» Task to complete:
Could you copy every record below exactly as it is written?

» Data shown:

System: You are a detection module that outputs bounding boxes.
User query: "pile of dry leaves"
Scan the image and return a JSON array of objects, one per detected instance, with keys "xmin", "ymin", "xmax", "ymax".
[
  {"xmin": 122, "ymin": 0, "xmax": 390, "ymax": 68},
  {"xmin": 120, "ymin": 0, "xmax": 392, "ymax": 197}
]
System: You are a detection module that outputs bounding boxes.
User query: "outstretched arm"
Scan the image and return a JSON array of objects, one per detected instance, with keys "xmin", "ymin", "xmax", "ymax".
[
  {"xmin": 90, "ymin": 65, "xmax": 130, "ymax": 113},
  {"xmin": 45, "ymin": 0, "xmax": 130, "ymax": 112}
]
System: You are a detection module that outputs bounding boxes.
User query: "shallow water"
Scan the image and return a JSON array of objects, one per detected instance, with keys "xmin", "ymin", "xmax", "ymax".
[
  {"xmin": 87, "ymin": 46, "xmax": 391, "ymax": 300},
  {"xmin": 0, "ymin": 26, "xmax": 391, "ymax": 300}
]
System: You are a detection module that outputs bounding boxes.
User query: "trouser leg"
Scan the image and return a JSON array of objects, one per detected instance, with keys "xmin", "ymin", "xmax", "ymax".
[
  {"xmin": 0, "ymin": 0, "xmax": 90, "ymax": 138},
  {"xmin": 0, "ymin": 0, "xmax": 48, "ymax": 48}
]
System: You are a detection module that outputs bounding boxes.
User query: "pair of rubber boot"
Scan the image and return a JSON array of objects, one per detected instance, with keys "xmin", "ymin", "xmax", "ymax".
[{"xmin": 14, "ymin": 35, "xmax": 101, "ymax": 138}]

» Answer for this exercise:
System: You are a detection module that outputs bounding boxes.
User query: "pile of dry leaves"
Scan the image and return a JSON array of objects, one per detected instance, with keys "xmin", "ymin", "xmax", "ymax".
[
  {"xmin": 122, "ymin": 0, "xmax": 390, "ymax": 68},
  {"xmin": 120, "ymin": 0, "xmax": 392, "ymax": 197}
]
System: You are a detection module that outputs bounding boxes.
User query: "outstretched arm"
Scan the image and return a JSON array of objects, one per detected instance, with keys "xmin", "ymin", "xmax", "ymax".
[
  {"xmin": 90, "ymin": 65, "xmax": 130, "ymax": 113},
  {"xmin": 45, "ymin": 0, "xmax": 130, "ymax": 112}
]
System: You are a detection module that outputs bounding boxes.
User query: "shallow water"
Scan the image and return a JSON array of objects, one per detected instance, with keys "xmin", "ymin", "xmax", "ymax".
[
  {"xmin": 87, "ymin": 46, "xmax": 391, "ymax": 300},
  {"xmin": 0, "ymin": 26, "xmax": 391, "ymax": 300}
]
System: You are a detection module that outputs bounding boxes.
User query: "trouser leg"
Scan the image and return a JSON array of objects, one per detected instance, with keys "xmin", "ymin", "xmax", "ymax".
[
  {"xmin": 0, "ymin": 0, "xmax": 90, "ymax": 138},
  {"xmin": 0, "ymin": 0, "xmax": 48, "ymax": 48}
]
System: You are a detection module that outputs bounding boxes.
User query: "pair of rubber boot"
Scan the image and return a JSON array of objects, one per detected instance, with keys "xmin", "ymin", "xmax", "ymax".
[{"xmin": 14, "ymin": 35, "xmax": 101, "ymax": 138}]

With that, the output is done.